**DATA SUPPLIED**:
* * * * *

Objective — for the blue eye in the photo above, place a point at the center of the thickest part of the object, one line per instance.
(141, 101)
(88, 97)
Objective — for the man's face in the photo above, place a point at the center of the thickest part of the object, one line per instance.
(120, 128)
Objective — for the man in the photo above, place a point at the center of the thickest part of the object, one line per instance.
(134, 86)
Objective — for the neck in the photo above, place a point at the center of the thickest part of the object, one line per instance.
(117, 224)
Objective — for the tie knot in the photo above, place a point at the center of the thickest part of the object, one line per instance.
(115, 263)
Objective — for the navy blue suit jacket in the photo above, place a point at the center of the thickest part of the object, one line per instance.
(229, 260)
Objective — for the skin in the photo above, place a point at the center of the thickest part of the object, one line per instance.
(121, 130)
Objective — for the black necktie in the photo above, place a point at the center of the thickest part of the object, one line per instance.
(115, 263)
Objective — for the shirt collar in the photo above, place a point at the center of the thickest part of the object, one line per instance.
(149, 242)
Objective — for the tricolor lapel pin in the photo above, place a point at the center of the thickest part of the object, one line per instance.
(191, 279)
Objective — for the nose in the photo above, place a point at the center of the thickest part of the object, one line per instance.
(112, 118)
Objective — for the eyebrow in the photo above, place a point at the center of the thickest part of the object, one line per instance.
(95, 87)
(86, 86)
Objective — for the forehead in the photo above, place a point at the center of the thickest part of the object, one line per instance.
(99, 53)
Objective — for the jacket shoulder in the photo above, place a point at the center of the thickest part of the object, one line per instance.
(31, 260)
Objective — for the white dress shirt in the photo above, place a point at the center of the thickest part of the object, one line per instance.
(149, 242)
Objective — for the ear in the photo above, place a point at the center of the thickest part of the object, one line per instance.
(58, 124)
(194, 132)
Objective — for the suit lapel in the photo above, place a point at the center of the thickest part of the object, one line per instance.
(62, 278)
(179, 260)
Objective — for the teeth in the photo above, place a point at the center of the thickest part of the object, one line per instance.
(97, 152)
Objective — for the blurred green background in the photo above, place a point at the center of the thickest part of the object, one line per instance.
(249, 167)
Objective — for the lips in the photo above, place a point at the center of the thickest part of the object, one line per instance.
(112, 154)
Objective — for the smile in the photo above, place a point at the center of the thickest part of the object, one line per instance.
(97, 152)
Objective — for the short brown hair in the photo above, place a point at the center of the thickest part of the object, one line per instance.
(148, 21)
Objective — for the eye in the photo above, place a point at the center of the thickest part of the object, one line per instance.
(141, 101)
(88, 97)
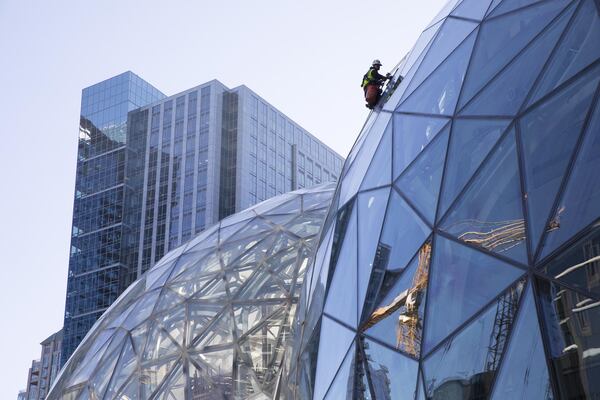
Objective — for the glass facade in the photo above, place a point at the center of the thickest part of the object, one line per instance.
(460, 257)
(202, 163)
(100, 260)
(153, 172)
(212, 319)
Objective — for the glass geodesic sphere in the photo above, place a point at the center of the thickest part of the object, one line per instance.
(211, 319)
(461, 257)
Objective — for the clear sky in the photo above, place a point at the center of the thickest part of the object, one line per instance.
(305, 57)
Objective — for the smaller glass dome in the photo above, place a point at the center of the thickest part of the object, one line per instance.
(212, 318)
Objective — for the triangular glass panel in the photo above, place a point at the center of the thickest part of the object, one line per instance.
(212, 373)
(403, 233)
(510, 5)
(351, 182)
(159, 344)
(152, 375)
(578, 49)
(470, 142)
(131, 390)
(420, 389)
(127, 367)
(393, 375)
(398, 316)
(489, 214)
(380, 170)
(412, 133)
(439, 92)
(204, 379)
(549, 134)
(371, 209)
(218, 332)
(341, 300)
(506, 92)
(474, 9)
(409, 68)
(443, 12)
(337, 338)
(420, 182)
(175, 388)
(101, 377)
(570, 320)
(501, 38)
(450, 35)
(524, 373)
(462, 281)
(579, 264)
(318, 200)
(342, 386)
(249, 317)
(580, 202)
(464, 367)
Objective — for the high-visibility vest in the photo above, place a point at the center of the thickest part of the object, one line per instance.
(368, 78)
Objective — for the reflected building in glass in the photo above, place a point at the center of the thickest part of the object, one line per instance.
(460, 258)
(153, 171)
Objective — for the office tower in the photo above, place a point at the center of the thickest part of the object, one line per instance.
(465, 256)
(153, 171)
(212, 319)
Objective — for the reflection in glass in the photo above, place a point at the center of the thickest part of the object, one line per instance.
(398, 318)
(464, 366)
(489, 214)
(572, 323)
(579, 265)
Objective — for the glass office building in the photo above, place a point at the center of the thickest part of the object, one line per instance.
(153, 171)
(461, 256)
(102, 234)
(212, 319)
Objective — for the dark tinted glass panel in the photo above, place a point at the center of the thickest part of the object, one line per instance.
(411, 135)
(549, 134)
(392, 375)
(462, 281)
(341, 299)
(464, 367)
(506, 93)
(397, 318)
(338, 340)
(510, 5)
(470, 141)
(343, 384)
(439, 92)
(580, 204)
(403, 233)
(572, 330)
(472, 9)
(421, 181)
(577, 49)
(371, 209)
(489, 214)
(354, 177)
(450, 35)
(380, 170)
(524, 373)
(502, 38)
(579, 265)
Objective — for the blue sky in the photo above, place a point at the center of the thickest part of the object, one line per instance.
(305, 57)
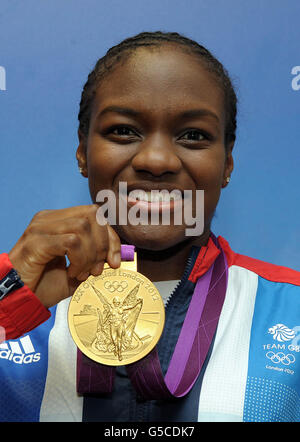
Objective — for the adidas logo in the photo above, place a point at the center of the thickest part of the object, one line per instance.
(20, 351)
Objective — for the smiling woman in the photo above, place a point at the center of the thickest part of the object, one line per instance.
(158, 114)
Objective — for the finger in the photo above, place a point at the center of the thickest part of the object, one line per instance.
(114, 251)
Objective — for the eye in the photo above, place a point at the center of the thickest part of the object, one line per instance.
(194, 135)
(122, 131)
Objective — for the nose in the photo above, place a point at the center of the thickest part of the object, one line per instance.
(157, 155)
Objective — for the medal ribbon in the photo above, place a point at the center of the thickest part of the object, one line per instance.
(190, 352)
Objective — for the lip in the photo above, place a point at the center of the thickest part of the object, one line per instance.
(145, 205)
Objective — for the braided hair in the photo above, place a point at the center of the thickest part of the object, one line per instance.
(120, 52)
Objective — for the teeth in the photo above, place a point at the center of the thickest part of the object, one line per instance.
(155, 196)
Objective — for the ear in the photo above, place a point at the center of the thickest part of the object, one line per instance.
(228, 164)
(81, 154)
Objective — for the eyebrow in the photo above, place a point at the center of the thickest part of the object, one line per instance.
(193, 113)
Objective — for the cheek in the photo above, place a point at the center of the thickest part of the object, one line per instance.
(207, 169)
(103, 166)
(207, 172)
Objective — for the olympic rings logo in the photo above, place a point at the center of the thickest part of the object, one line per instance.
(281, 357)
(115, 286)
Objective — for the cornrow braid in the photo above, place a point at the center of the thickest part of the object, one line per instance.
(120, 53)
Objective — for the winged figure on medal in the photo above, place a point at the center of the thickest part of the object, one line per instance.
(116, 324)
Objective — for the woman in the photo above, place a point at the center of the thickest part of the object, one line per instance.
(157, 112)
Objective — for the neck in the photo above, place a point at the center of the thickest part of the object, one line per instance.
(164, 265)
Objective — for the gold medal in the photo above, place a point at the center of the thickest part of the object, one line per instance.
(118, 317)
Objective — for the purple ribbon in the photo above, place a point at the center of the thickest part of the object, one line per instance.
(190, 352)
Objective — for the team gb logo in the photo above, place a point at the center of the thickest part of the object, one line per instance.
(281, 333)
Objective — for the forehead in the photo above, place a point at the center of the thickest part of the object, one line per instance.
(161, 79)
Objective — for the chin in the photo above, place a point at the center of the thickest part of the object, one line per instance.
(156, 238)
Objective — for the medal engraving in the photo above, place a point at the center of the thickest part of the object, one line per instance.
(116, 318)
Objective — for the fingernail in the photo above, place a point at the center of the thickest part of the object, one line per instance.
(117, 258)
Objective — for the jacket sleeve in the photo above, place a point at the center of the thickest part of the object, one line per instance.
(20, 310)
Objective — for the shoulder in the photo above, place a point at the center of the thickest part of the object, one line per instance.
(271, 272)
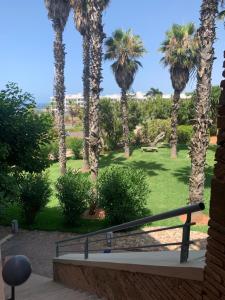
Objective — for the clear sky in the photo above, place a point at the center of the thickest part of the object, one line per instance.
(26, 38)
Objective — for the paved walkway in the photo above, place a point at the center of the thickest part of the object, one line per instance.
(39, 246)
(42, 288)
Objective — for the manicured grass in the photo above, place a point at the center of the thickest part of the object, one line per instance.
(168, 181)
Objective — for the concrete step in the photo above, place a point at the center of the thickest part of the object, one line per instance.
(41, 288)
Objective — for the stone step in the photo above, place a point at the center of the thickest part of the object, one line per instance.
(40, 288)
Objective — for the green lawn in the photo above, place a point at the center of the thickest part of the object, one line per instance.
(168, 181)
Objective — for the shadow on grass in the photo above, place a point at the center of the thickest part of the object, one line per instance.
(183, 175)
(152, 168)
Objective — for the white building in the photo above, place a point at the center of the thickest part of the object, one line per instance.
(79, 100)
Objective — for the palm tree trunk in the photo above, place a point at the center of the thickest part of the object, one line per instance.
(97, 36)
(59, 92)
(174, 114)
(124, 111)
(86, 92)
(200, 140)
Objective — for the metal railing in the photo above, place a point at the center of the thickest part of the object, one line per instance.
(62, 246)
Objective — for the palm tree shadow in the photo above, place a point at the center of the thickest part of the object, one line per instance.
(151, 168)
(183, 175)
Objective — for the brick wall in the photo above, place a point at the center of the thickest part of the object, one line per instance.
(214, 273)
(124, 285)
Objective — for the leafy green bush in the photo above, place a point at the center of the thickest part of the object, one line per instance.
(151, 128)
(54, 150)
(34, 194)
(76, 146)
(184, 133)
(74, 194)
(110, 124)
(122, 193)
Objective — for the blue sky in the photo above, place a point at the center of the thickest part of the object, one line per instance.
(26, 38)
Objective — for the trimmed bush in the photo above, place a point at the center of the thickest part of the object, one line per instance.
(74, 194)
(122, 193)
(54, 150)
(76, 146)
(34, 194)
(184, 133)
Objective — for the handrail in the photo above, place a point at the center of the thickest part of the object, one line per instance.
(166, 215)
(188, 210)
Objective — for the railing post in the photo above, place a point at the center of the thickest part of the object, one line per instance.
(109, 236)
(57, 250)
(185, 240)
(86, 249)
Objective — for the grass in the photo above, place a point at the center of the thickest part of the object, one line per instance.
(168, 180)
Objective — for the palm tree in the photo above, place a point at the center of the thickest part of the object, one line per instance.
(58, 12)
(81, 20)
(180, 55)
(200, 140)
(96, 8)
(124, 48)
(153, 93)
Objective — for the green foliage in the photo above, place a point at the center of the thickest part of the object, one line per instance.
(76, 146)
(74, 194)
(25, 136)
(23, 133)
(110, 123)
(34, 194)
(124, 48)
(54, 150)
(180, 47)
(184, 133)
(186, 112)
(151, 128)
(122, 193)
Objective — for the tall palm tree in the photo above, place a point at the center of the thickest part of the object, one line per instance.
(96, 8)
(124, 48)
(153, 92)
(81, 19)
(200, 140)
(180, 55)
(58, 12)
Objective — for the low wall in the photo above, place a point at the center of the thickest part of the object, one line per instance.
(117, 283)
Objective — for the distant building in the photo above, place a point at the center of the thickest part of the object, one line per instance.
(79, 100)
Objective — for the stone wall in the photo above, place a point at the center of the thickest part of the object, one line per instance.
(214, 273)
(124, 285)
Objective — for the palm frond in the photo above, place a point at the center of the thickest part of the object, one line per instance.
(58, 12)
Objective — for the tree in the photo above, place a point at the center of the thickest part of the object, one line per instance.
(24, 139)
(153, 93)
(200, 140)
(81, 19)
(180, 55)
(124, 48)
(75, 111)
(58, 12)
(97, 36)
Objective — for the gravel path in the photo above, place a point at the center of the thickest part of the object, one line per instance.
(39, 246)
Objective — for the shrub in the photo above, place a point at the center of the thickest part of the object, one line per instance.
(151, 128)
(54, 150)
(122, 193)
(74, 194)
(110, 124)
(76, 146)
(34, 194)
(184, 133)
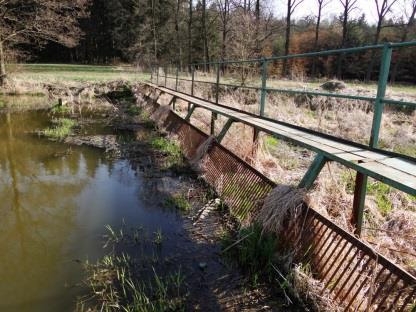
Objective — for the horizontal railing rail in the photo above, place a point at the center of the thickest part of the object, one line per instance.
(378, 101)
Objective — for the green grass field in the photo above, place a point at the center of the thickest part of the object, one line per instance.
(78, 73)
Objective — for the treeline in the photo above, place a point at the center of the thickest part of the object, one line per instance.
(188, 31)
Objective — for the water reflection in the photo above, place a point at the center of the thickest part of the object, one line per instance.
(54, 205)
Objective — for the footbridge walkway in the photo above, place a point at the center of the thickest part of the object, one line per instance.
(358, 276)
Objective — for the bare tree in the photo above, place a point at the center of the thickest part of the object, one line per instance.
(406, 30)
(291, 7)
(383, 8)
(39, 21)
(321, 5)
(224, 7)
(190, 24)
(154, 31)
(348, 6)
(178, 37)
(205, 32)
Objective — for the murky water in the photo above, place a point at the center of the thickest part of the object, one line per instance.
(55, 201)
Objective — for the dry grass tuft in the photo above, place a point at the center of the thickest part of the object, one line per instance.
(283, 202)
(313, 291)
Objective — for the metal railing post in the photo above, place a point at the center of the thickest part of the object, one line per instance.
(193, 79)
(177, 74)
(381, 92)
(217, 83)
(263, 87)
(166, 75)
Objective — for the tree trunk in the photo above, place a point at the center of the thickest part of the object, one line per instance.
(154, 32)
(343, 41)
(205, 33)
(257, 31)
(2, 65)
(403, 39)
(287, 41)
(315, 45)
(190, 36)
(178, 41)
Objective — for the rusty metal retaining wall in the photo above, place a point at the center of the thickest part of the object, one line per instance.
(358, 278)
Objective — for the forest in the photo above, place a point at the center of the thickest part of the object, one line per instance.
(184, 32)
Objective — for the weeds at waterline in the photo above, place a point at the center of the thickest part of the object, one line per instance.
(118, 283)
(179, 202)
(63, 127)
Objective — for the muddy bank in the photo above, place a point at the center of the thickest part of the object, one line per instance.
(193, 253)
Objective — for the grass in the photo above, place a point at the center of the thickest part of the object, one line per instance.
(63, 127)
(253, 250)
(158, 240)
(60, 109)
(381, 192)
(125, 283)
(78, 73)
(179, 202)
(168, 148)
(378, 190)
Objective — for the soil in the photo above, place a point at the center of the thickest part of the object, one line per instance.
(214, 284)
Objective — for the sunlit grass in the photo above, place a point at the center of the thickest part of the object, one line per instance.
(76, 73)
(63, 127)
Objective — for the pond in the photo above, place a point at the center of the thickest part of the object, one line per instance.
(55, 203)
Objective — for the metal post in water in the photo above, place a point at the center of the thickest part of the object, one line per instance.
(263, 86)
(217, 84)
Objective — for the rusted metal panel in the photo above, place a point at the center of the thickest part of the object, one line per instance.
(358, 277)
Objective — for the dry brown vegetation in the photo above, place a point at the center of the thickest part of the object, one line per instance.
(390, 215)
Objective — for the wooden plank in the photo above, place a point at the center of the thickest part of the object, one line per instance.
(400, 164)
(398, 172)
(391, 174)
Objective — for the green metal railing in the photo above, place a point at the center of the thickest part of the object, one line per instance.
(378, 101)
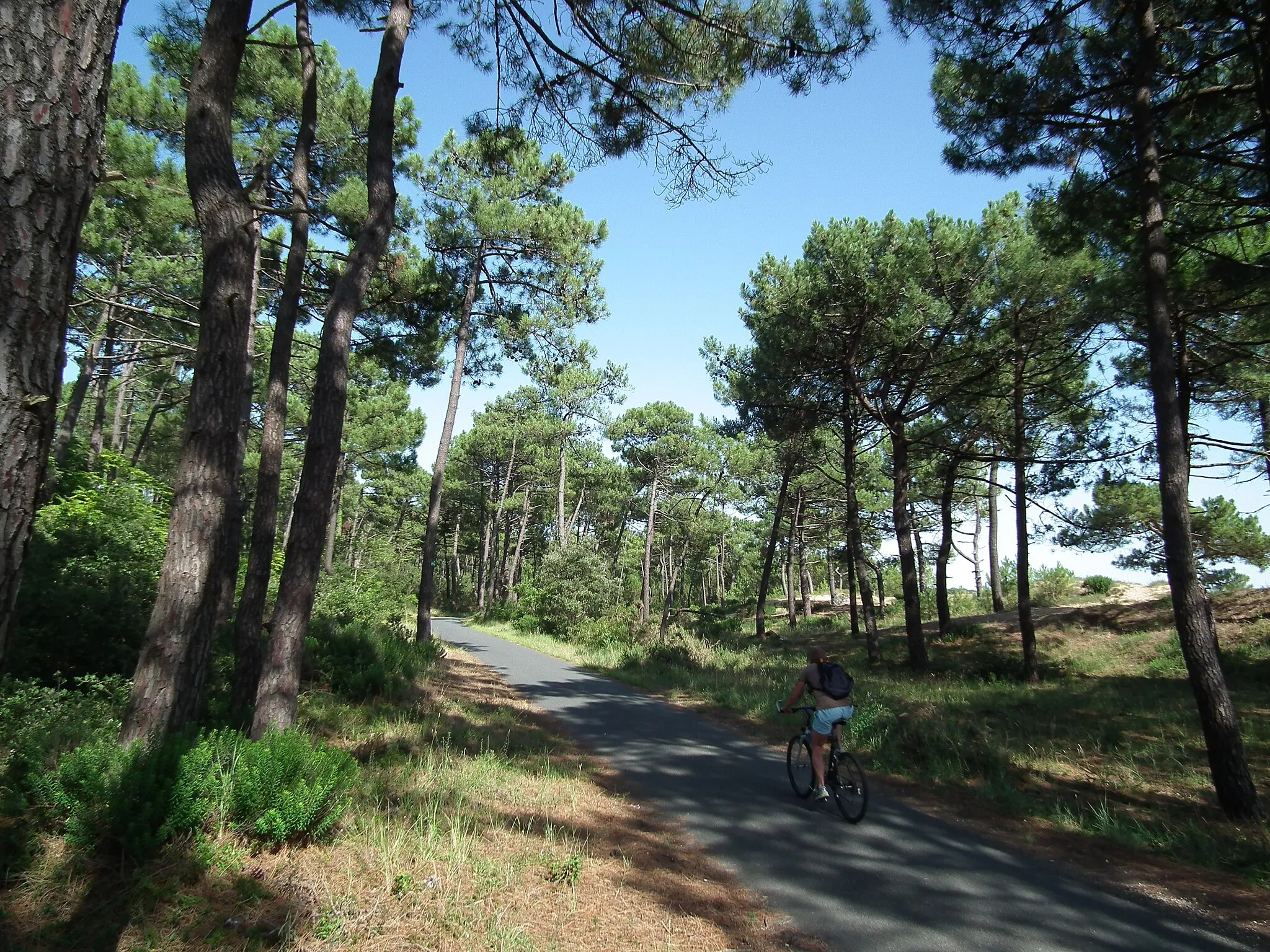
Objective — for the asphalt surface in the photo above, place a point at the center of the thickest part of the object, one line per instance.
(900, 881)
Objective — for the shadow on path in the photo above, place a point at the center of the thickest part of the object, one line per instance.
(901, 881)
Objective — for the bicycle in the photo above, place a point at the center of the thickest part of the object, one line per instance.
(843, 775)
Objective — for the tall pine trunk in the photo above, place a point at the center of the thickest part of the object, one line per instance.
(1192, 610)
(998, 594)
(900, 511)
(1023, 570)
(804, 574)
(855, 541)
(172, 667)
(646, 589)
(154, 412)
(941, 564)
(790, 558)
(765, 580)
(100, 398)
(55, 66)
(429, 570)
(280, 676)
(269, 480)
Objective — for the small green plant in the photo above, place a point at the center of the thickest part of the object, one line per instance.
(287, 787)
(567, 871)
(131, 800)
(1099, 584)
(1050, 586)
(358, 660)
(329, 926)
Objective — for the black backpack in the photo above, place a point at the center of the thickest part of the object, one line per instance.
(835, 681)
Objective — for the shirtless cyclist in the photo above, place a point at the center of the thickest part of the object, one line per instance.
(830, 712)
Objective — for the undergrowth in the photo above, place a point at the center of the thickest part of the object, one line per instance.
(1108, 746)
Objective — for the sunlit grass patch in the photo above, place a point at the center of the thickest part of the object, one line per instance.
(474, 826)
(1106, 746)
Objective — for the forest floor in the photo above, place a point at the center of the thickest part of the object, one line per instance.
(1101, 764)
(475, 826)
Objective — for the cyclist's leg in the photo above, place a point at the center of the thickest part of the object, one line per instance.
(818, 742)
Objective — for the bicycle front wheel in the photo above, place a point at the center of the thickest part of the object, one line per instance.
(798, 762)
(849, 786)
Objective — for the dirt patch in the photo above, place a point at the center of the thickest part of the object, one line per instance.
(477, 826)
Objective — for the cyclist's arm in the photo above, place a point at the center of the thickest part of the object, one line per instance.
(793, 699)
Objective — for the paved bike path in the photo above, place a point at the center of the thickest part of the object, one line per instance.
(901, 881)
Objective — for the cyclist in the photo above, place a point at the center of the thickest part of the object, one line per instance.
(830, 712)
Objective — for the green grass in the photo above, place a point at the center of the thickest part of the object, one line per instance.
(1108, 744)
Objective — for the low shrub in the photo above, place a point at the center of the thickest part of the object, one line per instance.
(38, 724)
(287, 787)
(360, 660)
(1050, 586)
(1099, 584)
(571, 586)
(128, 801)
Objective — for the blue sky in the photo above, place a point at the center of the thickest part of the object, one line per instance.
(863, 148)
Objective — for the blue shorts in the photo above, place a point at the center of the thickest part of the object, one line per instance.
(824, 721)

* * * * *

**BRIEF**: All lines from the line containing "Objective — for the low shrub" through the end of the listing above are to be duplicated exactly; include both ends and nothing further.

**WRITTEN RESPONSE**:
Objective — for the low shrub in the photo above, place a point at the center of the thickest part of the object, one line per instance.
(38, 724)
(287, 787)
(360, 660)
(1050, 586)
(1099, 584)
(571, 586)
(128, 801)
Objective — for the blue sky in the photo above, place a point at the center of the thickest part of the object, one line per instance.
(863, 148)
Objective — for the blue shorts in the photo above, place a point at the center of the thickest part of the object, one line per instance.
(824, 721)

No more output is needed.